In the lines below, look for "sailboat". Copy each line where it appears.

--------------------------------------------------

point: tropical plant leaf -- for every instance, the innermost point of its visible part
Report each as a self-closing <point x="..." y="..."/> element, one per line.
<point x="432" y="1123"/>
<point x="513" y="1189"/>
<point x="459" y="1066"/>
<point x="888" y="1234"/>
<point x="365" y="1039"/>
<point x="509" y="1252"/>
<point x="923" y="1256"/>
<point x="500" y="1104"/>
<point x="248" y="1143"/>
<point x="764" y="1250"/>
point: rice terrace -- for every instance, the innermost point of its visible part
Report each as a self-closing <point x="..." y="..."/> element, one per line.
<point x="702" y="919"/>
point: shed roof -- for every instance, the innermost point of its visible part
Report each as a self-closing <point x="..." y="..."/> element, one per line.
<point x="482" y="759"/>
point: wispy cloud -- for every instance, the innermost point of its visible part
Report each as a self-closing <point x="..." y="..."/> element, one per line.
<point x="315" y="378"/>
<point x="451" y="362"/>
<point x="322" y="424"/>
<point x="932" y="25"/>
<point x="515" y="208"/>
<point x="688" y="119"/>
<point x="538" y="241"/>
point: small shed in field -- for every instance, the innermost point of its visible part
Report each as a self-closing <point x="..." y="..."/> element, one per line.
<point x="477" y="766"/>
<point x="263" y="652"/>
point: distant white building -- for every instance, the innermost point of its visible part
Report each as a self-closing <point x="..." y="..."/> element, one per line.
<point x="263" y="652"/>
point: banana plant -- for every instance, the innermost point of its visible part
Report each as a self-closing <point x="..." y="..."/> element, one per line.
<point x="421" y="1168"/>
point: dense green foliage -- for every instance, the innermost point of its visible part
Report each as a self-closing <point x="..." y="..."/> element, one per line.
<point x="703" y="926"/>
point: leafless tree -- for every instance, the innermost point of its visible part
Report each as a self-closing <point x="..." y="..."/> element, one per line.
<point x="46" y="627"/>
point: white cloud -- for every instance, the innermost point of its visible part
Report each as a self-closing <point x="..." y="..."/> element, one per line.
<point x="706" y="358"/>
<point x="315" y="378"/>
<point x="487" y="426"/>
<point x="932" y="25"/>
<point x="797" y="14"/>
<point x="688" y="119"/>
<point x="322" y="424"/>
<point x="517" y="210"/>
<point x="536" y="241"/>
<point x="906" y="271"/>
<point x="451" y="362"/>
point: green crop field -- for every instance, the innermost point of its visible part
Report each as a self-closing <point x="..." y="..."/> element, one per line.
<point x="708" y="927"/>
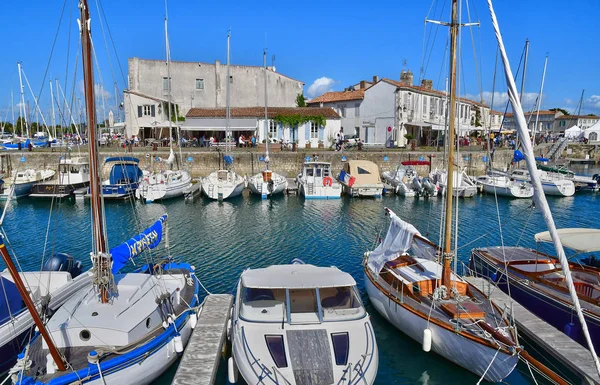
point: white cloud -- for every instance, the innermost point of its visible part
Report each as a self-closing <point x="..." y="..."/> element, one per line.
<point x="320" y="86"/>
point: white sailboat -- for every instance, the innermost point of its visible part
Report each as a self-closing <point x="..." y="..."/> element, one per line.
<point x="267" y="183"/>
<point x="301" y="324"/>
<point x="165" y="184"/>
<point x="225" y="183"/>
<point x="124" y="328"/>
<point x="410" y="282"/>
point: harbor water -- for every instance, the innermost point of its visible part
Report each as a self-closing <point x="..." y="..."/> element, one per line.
<point x="223" y="238"/>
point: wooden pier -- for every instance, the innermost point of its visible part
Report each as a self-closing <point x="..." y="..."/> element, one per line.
<point x="571" y="354"/>
<point x="200" y="360"/>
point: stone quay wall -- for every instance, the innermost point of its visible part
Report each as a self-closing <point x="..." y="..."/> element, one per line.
<point x="202" y="163"/>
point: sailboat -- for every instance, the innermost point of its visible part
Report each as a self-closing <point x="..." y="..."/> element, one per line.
<point x="124" y="328"/>
<point x="410" y="282"/>
<point x="168" y="183"/>
<point x="225" y="183"/>
<point x="267" y="183"/>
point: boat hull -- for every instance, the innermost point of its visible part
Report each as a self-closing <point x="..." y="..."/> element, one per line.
<point x="464" y="352"/>
<point x="554" y="312"/>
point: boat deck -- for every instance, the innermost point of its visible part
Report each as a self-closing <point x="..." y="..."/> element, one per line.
<point x="200" y="360"/>
<point x="561" y="347"/>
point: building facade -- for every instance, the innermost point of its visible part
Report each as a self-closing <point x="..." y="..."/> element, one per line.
<point x="210" y="122"/>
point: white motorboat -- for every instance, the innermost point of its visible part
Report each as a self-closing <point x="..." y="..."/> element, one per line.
<point x="463" y="185"/>
<point x="73" y="174"/>
<point x="503" y="185"/>
<point x="163" y="185"/>
<point x="317" y="182"/>
<point x="267" y="183"/>
<point x="21" y="183"/>
<point x="301" y="324"/>
<point x="552" y="183"/>
<point x="361" y="178"/>
<point x="223" y="184"/>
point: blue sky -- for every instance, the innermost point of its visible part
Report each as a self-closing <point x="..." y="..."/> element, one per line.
<point x="334" y="44"/>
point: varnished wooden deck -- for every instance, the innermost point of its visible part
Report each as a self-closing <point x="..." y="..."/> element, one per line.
<point x="570" y="353"/>
<point x="200" y="361"/>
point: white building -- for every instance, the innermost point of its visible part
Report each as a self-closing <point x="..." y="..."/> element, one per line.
<point x="249" y="121"/>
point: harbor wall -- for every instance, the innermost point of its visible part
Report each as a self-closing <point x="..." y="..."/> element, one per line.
<point x="201" y="163"/>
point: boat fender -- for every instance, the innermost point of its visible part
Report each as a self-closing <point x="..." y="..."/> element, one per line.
<point x="232" y="372"/>
<point x="178" y="343"/>
<point x="427" y="338"/>
<point x="193" y="320"/>
<point x="177" y="296"/>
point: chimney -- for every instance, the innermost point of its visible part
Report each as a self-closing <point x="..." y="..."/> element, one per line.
<point x="406" y="77"/>
<point x="427" y="84"/>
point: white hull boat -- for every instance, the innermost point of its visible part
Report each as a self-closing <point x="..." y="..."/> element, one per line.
<point x="323" y="335"/>
<point x="164" y="185"/>
<point x="316" y="182"/>
<point x="267" y="184"/>
<point x="223" y="184"/>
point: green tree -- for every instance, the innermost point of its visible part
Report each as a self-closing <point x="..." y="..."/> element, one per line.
<point x="300" y="101"/>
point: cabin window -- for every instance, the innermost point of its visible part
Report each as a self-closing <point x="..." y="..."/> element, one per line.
<point x="277" y="349"/>
<point x="341" y="347"/>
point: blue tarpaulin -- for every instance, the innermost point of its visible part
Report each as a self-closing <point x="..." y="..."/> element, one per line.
<point x="148" y="239"/>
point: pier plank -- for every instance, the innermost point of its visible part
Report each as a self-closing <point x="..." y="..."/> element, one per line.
<point x="200" y="360"/>
<point x="570" y="353"/>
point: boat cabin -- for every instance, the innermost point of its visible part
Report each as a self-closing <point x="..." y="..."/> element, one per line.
<point x="298" y="294"/>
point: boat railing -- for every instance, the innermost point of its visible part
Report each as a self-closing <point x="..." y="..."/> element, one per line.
<point x="261" y="370"/>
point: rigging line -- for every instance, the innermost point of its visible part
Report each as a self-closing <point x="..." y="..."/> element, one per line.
<point x="113" y="45"/>
<point x="51" y="51"/>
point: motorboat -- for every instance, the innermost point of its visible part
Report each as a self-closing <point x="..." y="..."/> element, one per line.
<point x="502" y="185"/>
<point x="552" y="183"/>
<point x="223" y="184"/>
<point x="316" y="181"/>
<point x="463" y="185"/>
<point x="537" y="282"/>
<point x="21" y="183"/>
<point x="301" y="324"/>
<point x="361" y="178"/>
<point x="406" y="284"/>
<point x="124" y="178"/>
<point x="59" y="279"/>
<point x="267" y="183"/>
<point x="73" y="174"/>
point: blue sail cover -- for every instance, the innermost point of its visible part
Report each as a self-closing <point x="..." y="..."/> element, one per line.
<point x="148" y="239"/>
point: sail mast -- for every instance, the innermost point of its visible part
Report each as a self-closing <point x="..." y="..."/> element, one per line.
<point x="446" y="268"/>
<point x="103" y="278"/>
<point x="266" y="114"/>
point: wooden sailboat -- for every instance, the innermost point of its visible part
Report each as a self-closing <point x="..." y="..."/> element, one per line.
<point x="420" y="294"/>
<point x="167" y="183"/>
<point x="225" y="183"/>
<point x="123" y="328"/>
<point x="267" y="183"/>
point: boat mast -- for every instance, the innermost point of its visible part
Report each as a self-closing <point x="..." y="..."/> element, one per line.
<point x="22" y="102"/>
<point x="447" y="268"/>
<point x="168" y="74"/>
<point x="266" y="114"/>
<point x="540" y="99"/>
<point x="228" y="136"/>
<point x="101" y="259"/>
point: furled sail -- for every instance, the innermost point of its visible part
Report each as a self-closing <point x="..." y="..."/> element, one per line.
<point x="147" y="239"/>
<point x="538" y="196"/>
<point x="398" y="240"/>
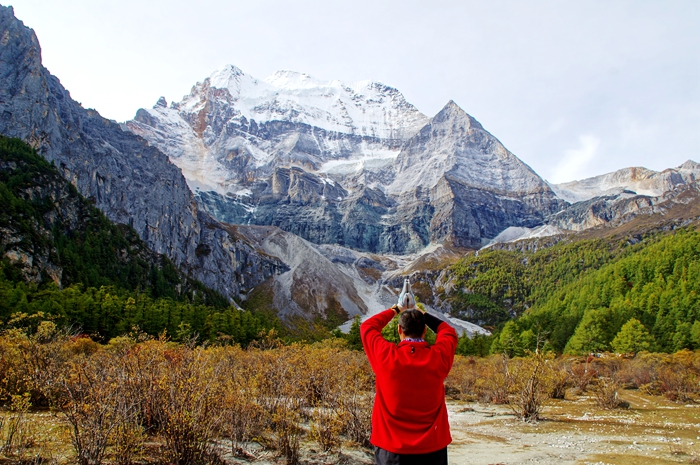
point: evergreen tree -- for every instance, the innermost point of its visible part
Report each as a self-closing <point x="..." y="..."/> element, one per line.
<point x="633" y="337"/>
<point x="590" y="335"/>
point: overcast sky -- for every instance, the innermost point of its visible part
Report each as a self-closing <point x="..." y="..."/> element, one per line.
<point x="573" y="88"/>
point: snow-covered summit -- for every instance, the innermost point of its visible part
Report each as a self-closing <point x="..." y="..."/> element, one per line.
<point x="365" y="108"/>
<point x="455" y="144"/>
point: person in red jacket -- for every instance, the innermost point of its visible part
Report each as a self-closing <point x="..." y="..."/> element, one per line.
<point x="409" y="418"/>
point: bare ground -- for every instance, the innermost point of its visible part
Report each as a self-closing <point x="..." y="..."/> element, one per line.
<point x="576" y="431"/>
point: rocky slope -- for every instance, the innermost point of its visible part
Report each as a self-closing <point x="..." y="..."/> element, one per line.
<point x="354" y="165"/>
<point x="132" y="182"/>
<point x="640" y="181"/>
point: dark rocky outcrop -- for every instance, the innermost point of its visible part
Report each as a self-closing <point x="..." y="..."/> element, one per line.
<point x="132" y="182"/>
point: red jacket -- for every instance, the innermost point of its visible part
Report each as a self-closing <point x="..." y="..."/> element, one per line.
<point x="409" y="415"/>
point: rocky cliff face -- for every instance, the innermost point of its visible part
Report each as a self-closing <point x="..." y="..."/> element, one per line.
<point x="616" y="209"/>
<point x="132" y="182"/>
<point x="354" y="165"/>
<point x="636" y="180"/>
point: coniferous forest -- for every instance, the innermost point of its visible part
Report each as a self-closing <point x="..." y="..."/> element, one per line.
<point x="90" y="317"/>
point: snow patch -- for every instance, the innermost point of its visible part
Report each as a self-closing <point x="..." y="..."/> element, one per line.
<point x="516" y="233"/>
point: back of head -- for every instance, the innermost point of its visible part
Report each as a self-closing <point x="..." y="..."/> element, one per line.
<point x="412" y="323"/>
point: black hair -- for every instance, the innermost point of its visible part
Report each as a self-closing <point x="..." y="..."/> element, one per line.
<point x="412" y="323"/>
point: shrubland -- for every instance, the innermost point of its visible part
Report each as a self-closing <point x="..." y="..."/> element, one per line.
<point x="144" y="399"/>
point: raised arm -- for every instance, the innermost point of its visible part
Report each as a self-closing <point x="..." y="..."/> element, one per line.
<point x="371" y="335"/>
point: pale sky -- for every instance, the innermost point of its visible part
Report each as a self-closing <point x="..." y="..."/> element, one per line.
<point x="573" y="88"/>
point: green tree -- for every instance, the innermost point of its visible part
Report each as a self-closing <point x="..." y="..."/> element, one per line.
<point x="353" y="336"/>
<point x="508" y="341"/>
<point x="633" y="337"/>
<point x="590" y="335"/>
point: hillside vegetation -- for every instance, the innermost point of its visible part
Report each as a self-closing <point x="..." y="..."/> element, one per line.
<point x="63" y="260"/>
<point x="588" y="296"/>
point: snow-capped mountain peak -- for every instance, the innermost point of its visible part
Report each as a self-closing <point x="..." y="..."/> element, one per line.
<point x="364" y="108"/>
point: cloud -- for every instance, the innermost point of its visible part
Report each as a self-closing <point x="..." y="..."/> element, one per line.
<point x="576" y="162"/>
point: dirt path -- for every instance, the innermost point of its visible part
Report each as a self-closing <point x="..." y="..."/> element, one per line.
<point x="652" y="431"/>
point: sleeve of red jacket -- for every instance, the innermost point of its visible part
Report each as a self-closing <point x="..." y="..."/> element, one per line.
<point x="371" y="335"/>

--------------------------------------------------

### Exercise result
point: white sailboat -- for every instance, the innermost point of its visible part
point: sailboat -- for every instance, the innermost point of its visible part
point: wooden sailboat -- for every instance, the innermost point of its visible part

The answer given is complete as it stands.